- The Washington Times - Tuesday, January 11, 2022

House Democrats on Tuesday blamed themselves and their fellow members of Congress for making bad cyber policy that has allowed America’s enemies to take advantage of vulnerabilities in the nation’s security. 

Democratic members of the House Oversight and Reform Committee acknowledged that the legislative branch had failed to do its job in a way that would protect Americans from damaging hacks and cyberattacks. 

Rep. Jim Cooper, Tennessee Democrat, said he was frustrated that Congress’ legislative solutions to cyber problems would always be late in coming and slow to implement.

“If I were the average person sitting back home watching this hearing, I think I would doubt that any of our nation-state adversaries were shaking in their boots, especially now that they’ve franchised a lot of their activities to criminal gangs that are even doing things like conducting ransomware attacks on small businesses across America,” Mr. Cooper said at Tuesday’s oversight committee hearing. 

Rep. Gerald E. Connolly, Virginia Democrat, agreed and said Congress’ failure to prioritize cybersecurity policy in years past had reflected poorly on the legislative branch.

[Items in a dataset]
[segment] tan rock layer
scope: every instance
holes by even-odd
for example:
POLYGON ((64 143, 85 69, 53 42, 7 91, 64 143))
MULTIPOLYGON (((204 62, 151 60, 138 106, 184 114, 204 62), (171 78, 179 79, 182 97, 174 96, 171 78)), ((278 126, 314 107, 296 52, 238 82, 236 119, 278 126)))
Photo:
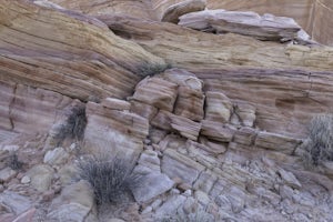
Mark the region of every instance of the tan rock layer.
POLYGON ((167 22, 133 18, 99 17, 111 30, 134 40, 145 50, 165 59, 173 67, 199 68, 264 67, 332 70, 332 48, 310 48, 261 42, 238 34, 214 36, 167 22))
POLYGON ((333 46, 331 0, 208 0, 209 9, 255 11, 260 14, 290 17, 316 41, 333 46))
POLYGON ((48 131, 75 103, 57 92, 1 81, 0 92, 0 128, 16 132, 48 131))
POLYGON ((196 71, 204 91, 220 91, 232 101, 254 105, 260 129, 293 135, 304 135, 313 115, 330 111, 332 74, 285 69, 196 71))
POLYGON ((127 97, 147 68, 164 64, 97 19, 29 1, 2 0, 0 27, 0 80, 81 100, 127 97))

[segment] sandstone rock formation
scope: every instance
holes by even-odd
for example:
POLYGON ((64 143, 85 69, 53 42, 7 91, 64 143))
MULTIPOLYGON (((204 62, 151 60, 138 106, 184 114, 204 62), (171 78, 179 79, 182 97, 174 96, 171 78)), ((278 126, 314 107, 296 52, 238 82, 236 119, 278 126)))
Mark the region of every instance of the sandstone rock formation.
POLYGON ((332 161, 301 161, 333 49, 296 24, 201 11, 231 1, 0 2, 0 221, 333 220, 332 161), (90 157, 133 163, 123 204, 81 180, 90 157))
POLYGON ((259 40, 287 41, 296 38, 301 27, 293 19, 254 12, 205 10, 179 18, 180 26, 213 33, 239 33, 259 40))

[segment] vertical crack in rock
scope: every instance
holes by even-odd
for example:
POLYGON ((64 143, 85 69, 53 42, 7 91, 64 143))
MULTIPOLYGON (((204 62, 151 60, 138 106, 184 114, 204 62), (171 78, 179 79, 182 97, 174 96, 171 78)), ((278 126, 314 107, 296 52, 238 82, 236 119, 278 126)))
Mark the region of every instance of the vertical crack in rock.
POLYGON ((16 104, 16 100, 17 100, 17 89, 18 89, 18 84, 14 84, 13 88, 13 97, 12 100, 9 103, 9 109, 8 109, 8 118, 10 121, 10 125, 11 125, 11 130, 14 130, 14 121, 13 121, 13 105, 16 104))

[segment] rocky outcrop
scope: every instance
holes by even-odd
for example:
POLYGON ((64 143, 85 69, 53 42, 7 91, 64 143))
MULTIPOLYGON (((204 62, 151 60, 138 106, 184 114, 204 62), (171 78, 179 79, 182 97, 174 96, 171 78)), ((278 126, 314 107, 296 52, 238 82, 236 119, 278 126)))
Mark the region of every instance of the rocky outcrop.
POLYGON ((186 0, 170 6, 162 14, 161 21, 178 23, 179 18, 193 11, 202 11, 205 8, 205 0, 186 0))
POLYGON ((143 139, 149 133, 148 120, 129 110, 117 110, 110 108, 114 105, 102 104, 89 102, 87 105, 87 151, 97 155, 107 152, 110 158, 115 153, 129 159, 138 158, 143 149, 143 139))
POLYGON ((215 36, 167 22, 111 14, 99 19, 121 37, 138 42, 168 63, 189 71, 203 69, 209 72, 221 67, 332 70, 332 48, 262 42, 238 34, 215 36))
POLYGON ((92 17, 9 0, 1 3, 0 12, 2 81, 84 101, 124 98, 149 67, 164 65, 92 17))
POLYGON ((300 158, 331 48, 171 23, 204 1, 2 2, 1 221, 332 220, 331 162, 300 158), (124 209, 95 204, 90 155, 130 161, 124 209))
POLYGON ((319 0, 281 0, 276 3, 274 0, 266 1, 246 1, 246 0, 208 0, 209 9, 225 9, 233 11, 255 11, 260 14, 272 13, 280 17, 290 17, 303 27, 311 37, 325 44, 332 46, 332 9, 331 1, 319 0))
POLYGON ((180 17, 180 26, 204 32, 239 33, 259 40, 289 41, 297 37, 301 27, 290 18, 254 12, 205 10, 180 17))

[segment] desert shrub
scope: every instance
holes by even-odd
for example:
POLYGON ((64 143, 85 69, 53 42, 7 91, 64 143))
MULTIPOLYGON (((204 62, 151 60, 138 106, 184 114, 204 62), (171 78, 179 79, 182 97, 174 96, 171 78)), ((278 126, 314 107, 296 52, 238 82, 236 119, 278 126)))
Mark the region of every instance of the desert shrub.
POLYGON ((21 170, 22 169, 23 163, 21 161, 19 161, 17 153, 11 153, 8 157, 8 167, 11 168, 12 170, 21 170))
POLYGON ((165 70, 171 69, 171 64, 151 64, 151 63, 143 63, 137 68, 135 73, 141 77, 154 75, 164 72, 165 70))
POLYGON ((132 199, 131 189, 140 185, 141 178, 132 173, 133 164, 122 158, 89 158, 79 162, 80 178, 94 192, 97 204, 125 203, 132 199))
POLYGON ((307 167, 333 160, 333 114, 321 114, 311 120, 309 138, 302 148, 303 161, 307 167))

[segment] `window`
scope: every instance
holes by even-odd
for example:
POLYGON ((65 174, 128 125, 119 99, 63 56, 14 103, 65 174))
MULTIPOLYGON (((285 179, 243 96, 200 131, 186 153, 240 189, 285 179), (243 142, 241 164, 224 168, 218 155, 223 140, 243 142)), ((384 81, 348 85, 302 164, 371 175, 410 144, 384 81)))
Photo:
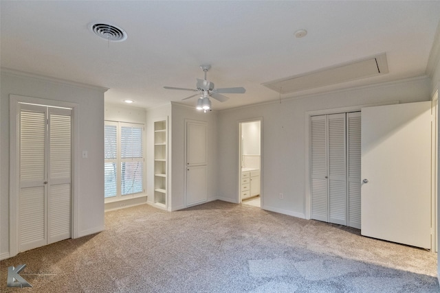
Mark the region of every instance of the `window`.
POLYGON ((106 201, 144 191, 144 125, 105 121, 104 193, 106 201))

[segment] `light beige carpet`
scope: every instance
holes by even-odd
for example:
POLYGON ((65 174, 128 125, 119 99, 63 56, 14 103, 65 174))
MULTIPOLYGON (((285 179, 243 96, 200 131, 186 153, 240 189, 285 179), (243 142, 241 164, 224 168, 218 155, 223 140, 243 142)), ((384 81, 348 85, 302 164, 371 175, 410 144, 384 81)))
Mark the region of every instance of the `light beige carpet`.
POLYGON ((241 203, 243 204, 249 204, 257 207, 261 207, 261 200, 260 200, 260 196, 244 200, 241 202, 241 203))
POLYGON ((108 212, 106 230, 0 262, 0 291, 438 292, 437 255, 359 231, 215 201, 108 212), (10 266, 32 288, 6 287, 10 266))

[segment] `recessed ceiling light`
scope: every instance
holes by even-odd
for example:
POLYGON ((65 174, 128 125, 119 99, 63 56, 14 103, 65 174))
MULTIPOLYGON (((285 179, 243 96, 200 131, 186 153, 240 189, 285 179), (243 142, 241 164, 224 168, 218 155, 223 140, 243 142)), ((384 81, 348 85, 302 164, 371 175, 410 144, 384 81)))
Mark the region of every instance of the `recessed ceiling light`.
POLYGON ((298 30, 296 32, 295 32, 296 38, 302 38, 306 34, 307 34, 307 31, 305 30, 298 30))
POLYGON ((112 42, 122 42, 127 38, 126 32, 124 30, 109 23, 90 23, 89 29, 100 38, 112 42))

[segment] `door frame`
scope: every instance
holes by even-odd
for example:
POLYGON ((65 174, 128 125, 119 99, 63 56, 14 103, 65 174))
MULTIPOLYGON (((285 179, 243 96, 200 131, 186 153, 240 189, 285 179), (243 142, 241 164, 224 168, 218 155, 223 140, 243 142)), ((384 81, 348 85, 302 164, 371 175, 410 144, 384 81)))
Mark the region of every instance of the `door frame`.
POLYGON ((237 137, 238 143, 236 144, 239 152, 237 157, 237 170, 238 176, 236 176, 237 187, 236 187, 236 202, 241 203, 241 124, 247 122, 260 122, 260 208, 264 209, 264 197, 263 196, 263 117, 258 117, 255 118, 248 118, 243 120, 237 121, 237 128, 239 135, 237 137))
POLYGON ((68 108, 72 109, 72 238, 78 237, 78 104, 39 97, 10 95, 10 181, 9 181, 9 253, 12 257, 19 253, 19 133, 20 103, 33 104, 43 106, 68 108))
POLYGON ((310 135, 310 118, 311 116, 337 114, 348 112, 360 111, 362 108, 372 107, 375 106, 385 106, 399 104, 399 101, 391 101, 385 103, 375 103, 365 105, 351 106, 348 107, 333 108, 330 109, 315 110, 306 111, 305 113, 305 218, 310 220, 311 210, 311 174, 310 174, 310 154, 311 154, 311 137, 310 135))

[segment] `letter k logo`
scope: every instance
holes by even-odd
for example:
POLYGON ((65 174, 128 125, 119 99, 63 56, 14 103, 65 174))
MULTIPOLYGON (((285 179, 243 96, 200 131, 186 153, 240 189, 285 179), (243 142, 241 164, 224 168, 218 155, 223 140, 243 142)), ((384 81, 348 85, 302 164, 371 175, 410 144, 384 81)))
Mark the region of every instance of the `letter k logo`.
POLYGON ((25 264, 21 264, 16 268, 13 266, 8 268, 8 287, 20 287, 21 288, 32 287, 31 284, 19 274, 19 272, 21 272, 25 267, 25 264))

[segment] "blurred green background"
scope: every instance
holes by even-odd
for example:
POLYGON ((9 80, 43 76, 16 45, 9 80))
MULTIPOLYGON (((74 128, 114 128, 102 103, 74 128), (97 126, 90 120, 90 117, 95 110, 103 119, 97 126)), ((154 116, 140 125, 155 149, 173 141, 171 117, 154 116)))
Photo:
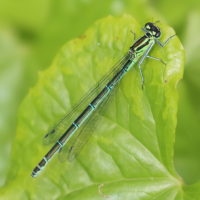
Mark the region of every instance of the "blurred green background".
POLYGON ((141 23, 152 17, 167 23, 185 48, 174 166, 186 184, 200 181, 199 0, 0 0, 0 186, 9 169, 17 111, 38 72, 96 20, 123 13, 141 23))

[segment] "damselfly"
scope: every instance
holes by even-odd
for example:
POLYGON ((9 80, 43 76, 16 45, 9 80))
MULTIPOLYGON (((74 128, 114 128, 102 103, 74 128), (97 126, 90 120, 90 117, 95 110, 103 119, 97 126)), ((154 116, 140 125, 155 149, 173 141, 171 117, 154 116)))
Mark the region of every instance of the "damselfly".
POLYGON ((175 35, 169 37, 164 44, 161 44, 158 41, 161 37, 161 31, 158 26, 155 26, 155 23, 145 24, 145 27, 142 28, 145 35, 140 37, 129 48, 125 56, 46 134, 43 144, 55 143, 55 145, 34 168, 31 174, 32 177, 36 177, 57 152, 59 152, 58 158, 61 162, 66 160, 71 162, 74 160, 89 140, 99 122, 100 116, 102 116, 115 95, 118 82, 139 58, 141 58, 139 69, 142 78, 142 88, 144 77, 141 64, 144 59, 148 57, 165 64, 161 59, 151 57, 148 54, 155 42, 164 47, 175 35), (79 112, 81 109, 82 113, 79 112))

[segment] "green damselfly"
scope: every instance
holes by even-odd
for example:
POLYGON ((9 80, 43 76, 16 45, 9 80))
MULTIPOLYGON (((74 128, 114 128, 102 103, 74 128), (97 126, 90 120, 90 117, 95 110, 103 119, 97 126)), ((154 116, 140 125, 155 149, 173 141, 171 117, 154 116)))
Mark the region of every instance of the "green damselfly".
POLYGON ((161 47, 164 47, 175 35, 169 37, 164 44, 161 44, 158 41, 161 37, 161 31, 158 26, 155 26, 155 23, 149 22, 145 24, 142 28, 145 35, 140 37, 129 48, 125 56, 46 134, 43 144, 55 143, 55 145, 34 168, 31 174, 32 177, 36 177, 57 152, 59 152, 58 158, 61 162, 66 160, 71 162, 74 160, 89 140, 94 128, 99 122, 100 116, 104 113, 115 95, 118 82, 139 58, 141 58, 139 61, 139 69, 142 78, 142 88, 144 85, 144 77, 141 64, 144 59, 148 57, 165 64, 161 59, 151 57, 148 54, 155 42, 161 47))

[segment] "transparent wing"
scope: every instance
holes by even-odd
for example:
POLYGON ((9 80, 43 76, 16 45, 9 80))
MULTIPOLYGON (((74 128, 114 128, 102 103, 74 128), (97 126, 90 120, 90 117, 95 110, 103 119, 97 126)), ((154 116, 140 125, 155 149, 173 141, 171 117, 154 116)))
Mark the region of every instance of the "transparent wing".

INSTRUCTIONS FOR THE TASK =
Answer these questions using the article on House Democrats and cyber policy.
(a) Democratic members of which committee acknowledged that the legislative branch had failed to do its job?
(b) Which state does Rep. Jim Cooper represent?
(c) According to Rep. Gerald E. Connolly, what had reflected poorly on the legislative branch?

SOLVED EXERCISE =
(a) The House Oversight and Reform Committee
(b) Tennessee
(c) Congress' failure to prioritize cybersecurity policy in years past